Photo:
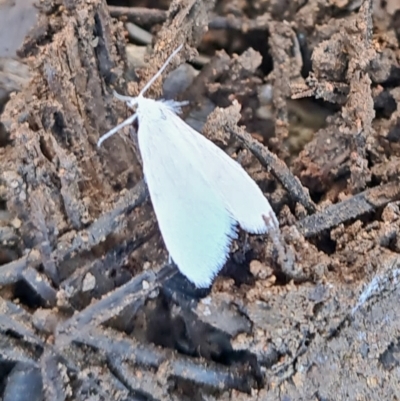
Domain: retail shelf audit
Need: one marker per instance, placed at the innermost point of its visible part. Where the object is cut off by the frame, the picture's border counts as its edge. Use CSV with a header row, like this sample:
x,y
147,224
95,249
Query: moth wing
x,y
195,225
241,195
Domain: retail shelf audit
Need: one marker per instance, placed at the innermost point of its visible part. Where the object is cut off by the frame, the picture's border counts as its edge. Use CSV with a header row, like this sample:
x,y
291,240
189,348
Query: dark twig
x,y
174,366
134,293
109,223
365,202
150,388
278,168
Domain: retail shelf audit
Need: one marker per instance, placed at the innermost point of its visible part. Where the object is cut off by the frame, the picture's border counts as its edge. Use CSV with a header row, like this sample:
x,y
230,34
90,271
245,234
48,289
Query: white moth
x,y
199,194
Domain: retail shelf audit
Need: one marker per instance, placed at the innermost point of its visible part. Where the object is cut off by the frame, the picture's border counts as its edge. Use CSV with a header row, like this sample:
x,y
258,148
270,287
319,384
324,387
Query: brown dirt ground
x,y
82,311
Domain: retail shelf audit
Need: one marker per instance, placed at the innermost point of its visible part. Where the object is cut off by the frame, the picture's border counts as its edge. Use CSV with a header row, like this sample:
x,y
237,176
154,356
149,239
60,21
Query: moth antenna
x,y
129,100
128,121
161,70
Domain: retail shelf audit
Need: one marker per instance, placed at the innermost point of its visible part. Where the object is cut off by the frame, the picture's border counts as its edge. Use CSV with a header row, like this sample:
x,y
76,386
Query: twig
x,y
175,366
365,202
139,15
278,168
148,16
105,225
134,293
53,384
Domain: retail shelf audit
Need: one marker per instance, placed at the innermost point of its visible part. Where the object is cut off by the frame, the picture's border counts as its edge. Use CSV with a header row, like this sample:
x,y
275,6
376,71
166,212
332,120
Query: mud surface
x,y
306,95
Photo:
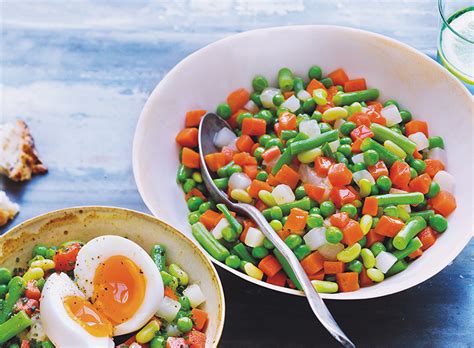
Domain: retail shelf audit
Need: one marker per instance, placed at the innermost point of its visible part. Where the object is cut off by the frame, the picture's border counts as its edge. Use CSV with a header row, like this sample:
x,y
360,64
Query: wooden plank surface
x,y
79,73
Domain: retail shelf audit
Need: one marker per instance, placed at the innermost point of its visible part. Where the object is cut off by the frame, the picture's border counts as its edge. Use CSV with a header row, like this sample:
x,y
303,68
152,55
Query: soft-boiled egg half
x,y
119,289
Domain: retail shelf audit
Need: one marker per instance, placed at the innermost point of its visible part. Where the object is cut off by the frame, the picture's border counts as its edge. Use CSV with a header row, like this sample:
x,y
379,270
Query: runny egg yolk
x,y
119,288
87,316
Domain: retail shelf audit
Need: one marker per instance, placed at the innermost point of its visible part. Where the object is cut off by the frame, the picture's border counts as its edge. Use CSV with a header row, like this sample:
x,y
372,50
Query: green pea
x,y
327,208
184,324
315,72
333,234
350,209
406,116
355,266
233,261
433,190
259,252
194,203
371,157
384,183
224,111
259,83
418,165
438,223
293,241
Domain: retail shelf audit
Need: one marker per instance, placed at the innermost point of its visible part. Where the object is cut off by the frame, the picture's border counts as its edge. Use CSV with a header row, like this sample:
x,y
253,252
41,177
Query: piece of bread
x,y
8,209
18,157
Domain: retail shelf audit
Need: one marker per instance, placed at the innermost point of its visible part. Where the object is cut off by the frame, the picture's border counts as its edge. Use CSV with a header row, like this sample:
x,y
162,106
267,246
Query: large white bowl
x,y
204,79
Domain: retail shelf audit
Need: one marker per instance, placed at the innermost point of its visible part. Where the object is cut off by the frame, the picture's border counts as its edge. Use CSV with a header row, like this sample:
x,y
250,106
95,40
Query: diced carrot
x,y
433,167
287,121
269,265
278,279
286,175
339,175
420,184
427,238
314,84
316,193
348,281
256,186
190,158
339,77
416,126
322,165
443,203
237,99
193,118
373,237
216,160
188,137
271,153
313,263
400,175
339,220
341,196
378,170
199,318
355,85
244,143
210,218
254,126
333,267
352,233
251,170
296,220
388,226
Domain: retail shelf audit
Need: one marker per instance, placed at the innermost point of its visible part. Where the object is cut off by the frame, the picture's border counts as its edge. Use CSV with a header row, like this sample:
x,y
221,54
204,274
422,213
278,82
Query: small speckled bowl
x,y
86,223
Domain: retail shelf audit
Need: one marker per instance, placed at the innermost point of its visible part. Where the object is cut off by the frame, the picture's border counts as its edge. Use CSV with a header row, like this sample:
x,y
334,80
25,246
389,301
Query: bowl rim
x,y
154,96
102,208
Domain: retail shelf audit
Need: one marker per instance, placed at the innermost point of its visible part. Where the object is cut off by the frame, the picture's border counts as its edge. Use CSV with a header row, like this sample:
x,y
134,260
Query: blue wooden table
x,y
79,73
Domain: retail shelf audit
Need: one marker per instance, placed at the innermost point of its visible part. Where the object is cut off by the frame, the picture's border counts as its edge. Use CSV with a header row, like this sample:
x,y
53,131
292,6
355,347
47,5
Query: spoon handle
x,y
317,305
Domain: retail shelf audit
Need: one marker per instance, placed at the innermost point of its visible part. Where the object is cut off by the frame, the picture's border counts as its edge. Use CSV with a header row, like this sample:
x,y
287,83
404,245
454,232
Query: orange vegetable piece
x,y
190,158
389,226
296,220
333,267
352,233
355,85
313,263
269,265
348,281
416,126
193,118
339,175
339,77
254,126
443,203
287,175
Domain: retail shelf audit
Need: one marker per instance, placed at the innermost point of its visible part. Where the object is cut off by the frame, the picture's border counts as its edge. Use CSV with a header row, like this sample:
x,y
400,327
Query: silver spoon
x,y
210,125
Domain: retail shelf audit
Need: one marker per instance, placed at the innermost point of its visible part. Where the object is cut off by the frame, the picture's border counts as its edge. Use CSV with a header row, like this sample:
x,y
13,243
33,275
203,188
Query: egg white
x,y
99,250
60,328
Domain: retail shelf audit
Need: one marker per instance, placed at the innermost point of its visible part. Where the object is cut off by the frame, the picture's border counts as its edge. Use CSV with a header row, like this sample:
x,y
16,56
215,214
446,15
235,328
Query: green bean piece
x,y
408,232
209,242
309,144
412,246
158,255
412,198
236,226
388,157
287,268
13,326
241,250
285,79
352,97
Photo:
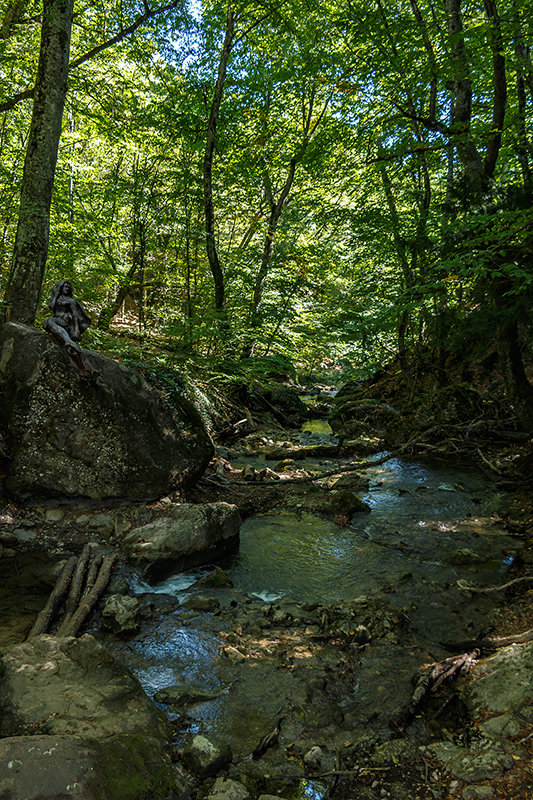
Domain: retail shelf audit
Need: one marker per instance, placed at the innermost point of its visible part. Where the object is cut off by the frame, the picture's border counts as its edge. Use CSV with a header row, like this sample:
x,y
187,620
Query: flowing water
x,y
429,526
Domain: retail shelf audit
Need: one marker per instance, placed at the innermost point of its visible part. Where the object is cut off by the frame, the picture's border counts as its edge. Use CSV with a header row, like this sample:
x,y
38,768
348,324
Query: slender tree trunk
x,y
31,242
462,96
212,254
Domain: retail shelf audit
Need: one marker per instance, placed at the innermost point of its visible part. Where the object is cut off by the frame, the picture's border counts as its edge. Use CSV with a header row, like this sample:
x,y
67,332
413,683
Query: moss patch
x,y
133,767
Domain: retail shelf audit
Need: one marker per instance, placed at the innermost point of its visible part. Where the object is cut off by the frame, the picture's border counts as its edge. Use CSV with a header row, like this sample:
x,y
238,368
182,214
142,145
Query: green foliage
x,y
382,245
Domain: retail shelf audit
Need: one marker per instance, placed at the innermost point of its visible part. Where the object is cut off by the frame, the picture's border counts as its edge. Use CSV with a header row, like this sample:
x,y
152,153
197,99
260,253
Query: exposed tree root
x,y
434,677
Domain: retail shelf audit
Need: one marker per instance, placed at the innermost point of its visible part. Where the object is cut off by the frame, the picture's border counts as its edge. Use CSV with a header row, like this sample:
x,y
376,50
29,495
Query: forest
x,y
265,475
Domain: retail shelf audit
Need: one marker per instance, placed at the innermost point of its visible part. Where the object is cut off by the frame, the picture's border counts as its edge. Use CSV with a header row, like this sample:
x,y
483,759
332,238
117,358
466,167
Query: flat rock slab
x,y
72,686
58,767
112,436
188,536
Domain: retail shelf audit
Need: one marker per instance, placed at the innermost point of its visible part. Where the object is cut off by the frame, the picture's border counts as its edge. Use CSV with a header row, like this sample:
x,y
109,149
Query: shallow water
x,y
401,551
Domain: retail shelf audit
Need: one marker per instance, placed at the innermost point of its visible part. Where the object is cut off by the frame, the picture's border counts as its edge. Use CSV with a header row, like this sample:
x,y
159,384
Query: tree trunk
x,y
31,242
212,254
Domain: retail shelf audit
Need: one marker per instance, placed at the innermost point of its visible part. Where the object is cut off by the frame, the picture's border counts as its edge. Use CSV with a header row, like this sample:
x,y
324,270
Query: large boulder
x,y
111,436
187,536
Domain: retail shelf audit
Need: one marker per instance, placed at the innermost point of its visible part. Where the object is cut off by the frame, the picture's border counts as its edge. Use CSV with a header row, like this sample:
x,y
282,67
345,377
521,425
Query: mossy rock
x,y
133,767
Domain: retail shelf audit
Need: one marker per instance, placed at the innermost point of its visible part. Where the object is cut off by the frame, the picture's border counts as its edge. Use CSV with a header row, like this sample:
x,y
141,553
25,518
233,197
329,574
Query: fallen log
x,y
71,625
55,600
434,677
467,588
84,579
76,587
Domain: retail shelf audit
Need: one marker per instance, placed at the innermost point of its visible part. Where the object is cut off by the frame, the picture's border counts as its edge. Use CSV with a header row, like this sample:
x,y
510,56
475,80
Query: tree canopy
x,y
339,182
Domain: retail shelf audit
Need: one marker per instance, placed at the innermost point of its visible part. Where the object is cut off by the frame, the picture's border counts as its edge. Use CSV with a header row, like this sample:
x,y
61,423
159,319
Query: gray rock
x,y
205,756
226,789
74,437
395,751
501,683
183,694
270,797
472,764
465,556
24,535
501,727
215,579
44,767
202,602
8,539
72,686
477,792
121,614
101,521
188,536
313,757
183,782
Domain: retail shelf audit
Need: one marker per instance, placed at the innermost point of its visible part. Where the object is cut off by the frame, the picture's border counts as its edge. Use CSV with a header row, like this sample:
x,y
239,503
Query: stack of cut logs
x,y
80,585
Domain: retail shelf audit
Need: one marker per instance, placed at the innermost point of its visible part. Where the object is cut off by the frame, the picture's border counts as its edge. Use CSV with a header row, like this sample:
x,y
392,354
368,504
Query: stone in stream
x,y
205,756
187,536
216,579
121,614
226,789
181,694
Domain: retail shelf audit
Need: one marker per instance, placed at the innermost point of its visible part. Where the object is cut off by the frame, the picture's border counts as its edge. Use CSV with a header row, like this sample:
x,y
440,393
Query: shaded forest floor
x,y
464,422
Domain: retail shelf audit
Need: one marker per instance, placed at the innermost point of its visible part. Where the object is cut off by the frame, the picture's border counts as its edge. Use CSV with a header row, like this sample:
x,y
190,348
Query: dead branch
x,y
71,625
53,604
76,587
431,680
467,588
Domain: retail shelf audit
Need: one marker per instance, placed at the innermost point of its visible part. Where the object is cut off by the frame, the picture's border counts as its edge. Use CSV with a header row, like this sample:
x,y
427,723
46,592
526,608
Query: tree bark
x,y
499,84
462,95
51,608
31,242
212,254
71,625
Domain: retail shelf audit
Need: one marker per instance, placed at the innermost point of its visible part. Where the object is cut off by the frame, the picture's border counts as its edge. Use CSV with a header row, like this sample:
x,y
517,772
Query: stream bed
x,y
326,625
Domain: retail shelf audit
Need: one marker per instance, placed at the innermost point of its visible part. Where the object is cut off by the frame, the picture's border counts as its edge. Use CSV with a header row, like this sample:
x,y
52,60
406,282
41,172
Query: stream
x,y
332,621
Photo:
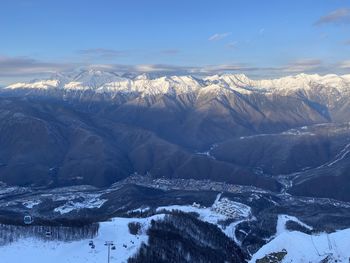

::::::

● Exercise description
Pictures are not part of the copy. Reproduce the lines from the one with "Query: dead branch" through the end of the listing above.

● Task output
Query: dead branch
x,y
71,625
53,604
76,587
431,680
467,588
Domain: retail shelf audit
Need: one marker per instance, placed at the innermost point of its visible part. Where the object is cut off by the frame, the picture's border counts as its edge. Use CSV with a header row, like this sample:
x,y
427,723
46,592
526,608
Query: tree bark
x,y
499,84
462,95
51,608
31,242
212,254
71,625
Domain: retail shelf audit
Need: one marker per instance, placed at the innermost point of its visible part. Where the object is cut off by the frame, the picture's border counts as its edge. Use CSV with a header row, like this sample:
x,y
517,772
Query: stream bed
x,y
326,625
Domain: retail shelf audit
Need: one marker per instance, placed at the innermost point of its visible part. Where the object is cut off by the frame, the picture's border counts as its edge. Use CSV with a header row, like this sample:
x,y
52,60
406,282
41,172
Query: stream
x,y
332,621
Photo:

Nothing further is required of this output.